§ REQUIREMENT:
Please show each line in the listing below that contains the word "bridge". Only matches with the same case count.

# DATA ROWS start

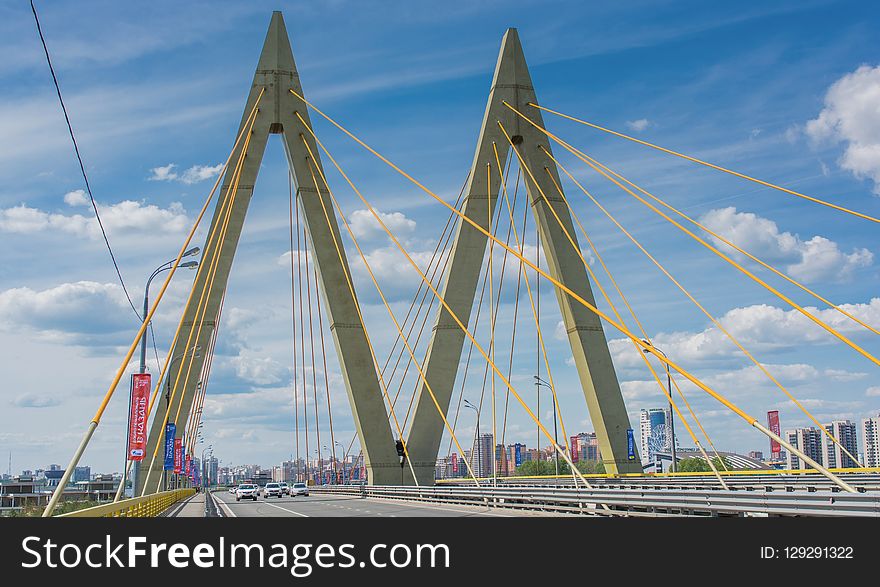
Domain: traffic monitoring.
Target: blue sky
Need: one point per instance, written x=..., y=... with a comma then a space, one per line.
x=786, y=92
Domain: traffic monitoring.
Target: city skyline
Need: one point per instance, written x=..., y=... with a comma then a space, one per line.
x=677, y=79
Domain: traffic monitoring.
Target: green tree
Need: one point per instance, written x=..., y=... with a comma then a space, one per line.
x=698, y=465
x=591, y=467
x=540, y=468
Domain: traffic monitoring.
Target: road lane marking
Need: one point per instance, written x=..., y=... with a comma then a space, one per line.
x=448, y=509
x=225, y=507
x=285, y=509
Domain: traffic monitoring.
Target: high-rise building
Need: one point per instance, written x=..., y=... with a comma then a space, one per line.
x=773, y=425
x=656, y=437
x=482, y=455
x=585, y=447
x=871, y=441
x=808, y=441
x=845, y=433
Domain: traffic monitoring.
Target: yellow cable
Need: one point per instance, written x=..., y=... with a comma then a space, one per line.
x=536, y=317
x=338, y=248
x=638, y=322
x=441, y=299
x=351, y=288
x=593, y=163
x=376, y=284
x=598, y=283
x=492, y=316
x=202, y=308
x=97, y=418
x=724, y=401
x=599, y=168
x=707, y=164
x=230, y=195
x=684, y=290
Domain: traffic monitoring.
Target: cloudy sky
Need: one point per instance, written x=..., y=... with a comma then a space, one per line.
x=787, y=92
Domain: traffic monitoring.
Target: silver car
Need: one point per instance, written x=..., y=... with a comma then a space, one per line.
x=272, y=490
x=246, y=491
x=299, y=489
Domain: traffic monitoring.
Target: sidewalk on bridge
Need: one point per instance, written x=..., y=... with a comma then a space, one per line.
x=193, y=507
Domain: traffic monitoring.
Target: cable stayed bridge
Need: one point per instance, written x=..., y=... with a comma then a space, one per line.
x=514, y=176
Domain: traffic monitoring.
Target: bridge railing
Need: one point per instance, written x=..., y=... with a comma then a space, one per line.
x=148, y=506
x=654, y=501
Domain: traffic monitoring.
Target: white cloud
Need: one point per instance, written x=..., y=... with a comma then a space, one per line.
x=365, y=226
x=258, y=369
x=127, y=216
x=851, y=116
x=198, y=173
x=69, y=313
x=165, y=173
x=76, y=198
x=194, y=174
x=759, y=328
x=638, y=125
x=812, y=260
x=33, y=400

# DATA ROWS end
# DATA ROWS start

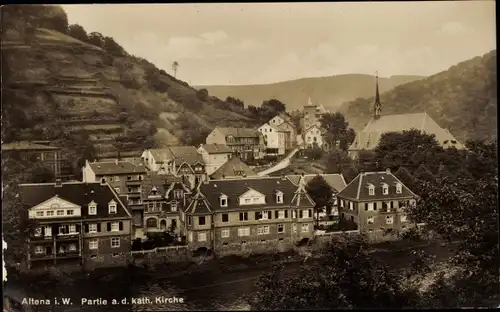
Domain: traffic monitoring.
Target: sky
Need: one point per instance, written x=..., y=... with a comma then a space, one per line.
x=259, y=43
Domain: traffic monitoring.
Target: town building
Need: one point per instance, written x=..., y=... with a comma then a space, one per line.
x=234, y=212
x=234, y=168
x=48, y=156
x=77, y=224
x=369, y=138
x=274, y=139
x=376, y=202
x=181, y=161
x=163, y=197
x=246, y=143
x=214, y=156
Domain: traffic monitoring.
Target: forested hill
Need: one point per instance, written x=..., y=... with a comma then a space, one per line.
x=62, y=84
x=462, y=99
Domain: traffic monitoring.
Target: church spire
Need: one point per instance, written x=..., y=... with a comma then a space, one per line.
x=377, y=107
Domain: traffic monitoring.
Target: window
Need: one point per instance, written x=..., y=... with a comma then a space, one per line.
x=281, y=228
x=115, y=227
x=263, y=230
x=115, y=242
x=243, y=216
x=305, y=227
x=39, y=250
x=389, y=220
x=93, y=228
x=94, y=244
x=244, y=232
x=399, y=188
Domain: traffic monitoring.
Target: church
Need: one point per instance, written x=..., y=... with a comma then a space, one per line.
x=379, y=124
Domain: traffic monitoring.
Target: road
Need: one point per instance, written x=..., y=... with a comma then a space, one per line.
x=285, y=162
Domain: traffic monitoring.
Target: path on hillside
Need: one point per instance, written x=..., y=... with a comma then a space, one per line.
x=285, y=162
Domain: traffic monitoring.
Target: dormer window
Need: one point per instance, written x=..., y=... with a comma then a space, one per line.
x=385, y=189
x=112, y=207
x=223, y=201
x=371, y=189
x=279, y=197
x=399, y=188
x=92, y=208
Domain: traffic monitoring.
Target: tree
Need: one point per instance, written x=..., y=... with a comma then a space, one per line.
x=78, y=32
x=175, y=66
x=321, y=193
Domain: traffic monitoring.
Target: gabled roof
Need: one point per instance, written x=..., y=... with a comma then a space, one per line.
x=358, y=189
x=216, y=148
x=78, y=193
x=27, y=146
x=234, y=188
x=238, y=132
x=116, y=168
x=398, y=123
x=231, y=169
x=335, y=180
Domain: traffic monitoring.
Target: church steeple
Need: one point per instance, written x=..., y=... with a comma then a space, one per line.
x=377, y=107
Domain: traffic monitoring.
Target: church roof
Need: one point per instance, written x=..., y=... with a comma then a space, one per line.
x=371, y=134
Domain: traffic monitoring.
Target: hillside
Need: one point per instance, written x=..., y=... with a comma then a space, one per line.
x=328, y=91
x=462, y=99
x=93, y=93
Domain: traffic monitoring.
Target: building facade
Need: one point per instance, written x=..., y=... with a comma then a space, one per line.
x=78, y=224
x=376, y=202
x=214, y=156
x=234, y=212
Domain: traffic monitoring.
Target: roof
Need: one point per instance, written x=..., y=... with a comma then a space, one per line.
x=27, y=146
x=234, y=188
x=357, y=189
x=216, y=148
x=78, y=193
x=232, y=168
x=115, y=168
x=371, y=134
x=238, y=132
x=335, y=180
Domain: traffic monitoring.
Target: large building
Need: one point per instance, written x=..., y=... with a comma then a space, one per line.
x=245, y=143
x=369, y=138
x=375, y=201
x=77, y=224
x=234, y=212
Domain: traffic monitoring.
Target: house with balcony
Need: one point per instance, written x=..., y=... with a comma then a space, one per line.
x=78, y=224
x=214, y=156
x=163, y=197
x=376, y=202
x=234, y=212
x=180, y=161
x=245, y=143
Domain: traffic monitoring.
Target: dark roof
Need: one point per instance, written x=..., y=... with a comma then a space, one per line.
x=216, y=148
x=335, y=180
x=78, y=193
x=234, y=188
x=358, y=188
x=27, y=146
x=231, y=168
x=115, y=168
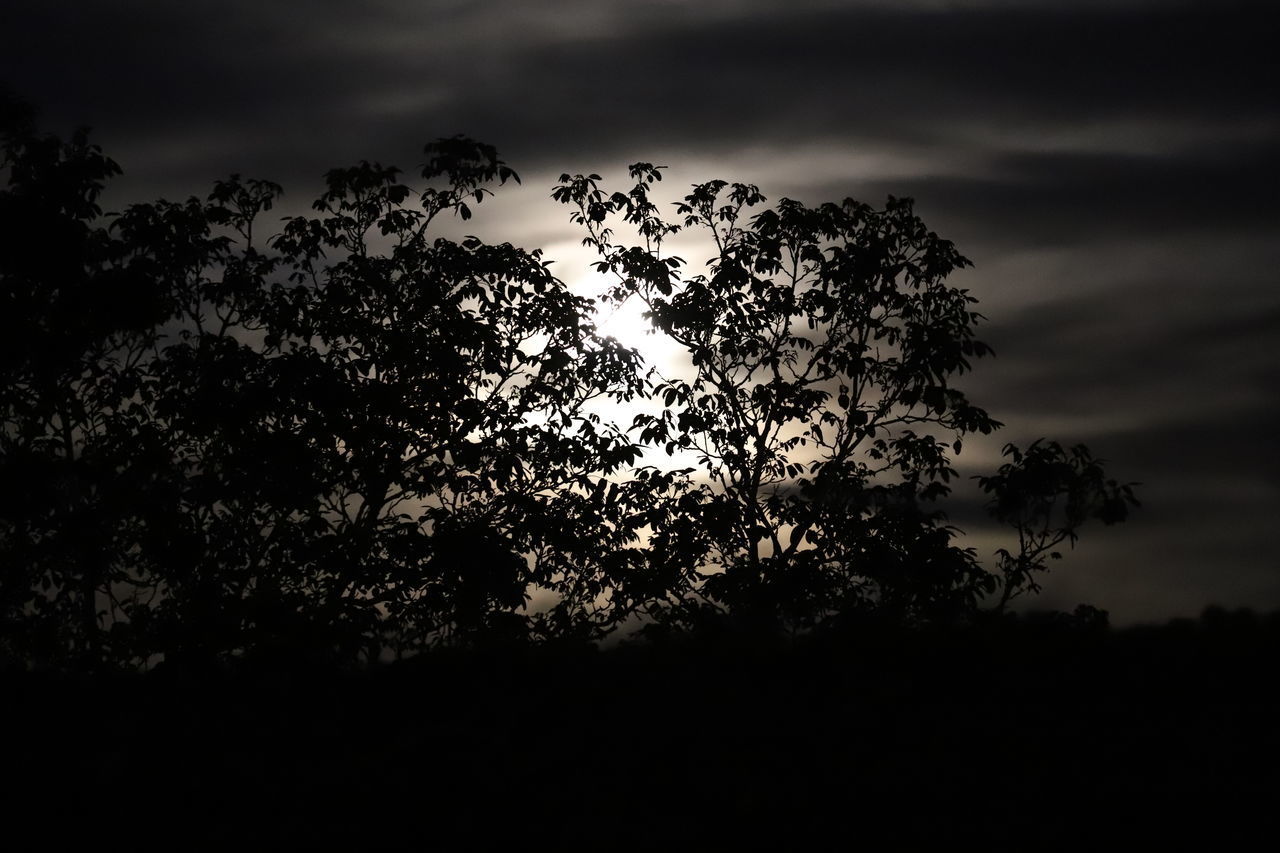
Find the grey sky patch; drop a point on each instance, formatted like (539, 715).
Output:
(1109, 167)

# DATA ROWS end

§ RESULT:
Target: sidewalk on bridge
Target: cable stayed bridge
Target: bridge railing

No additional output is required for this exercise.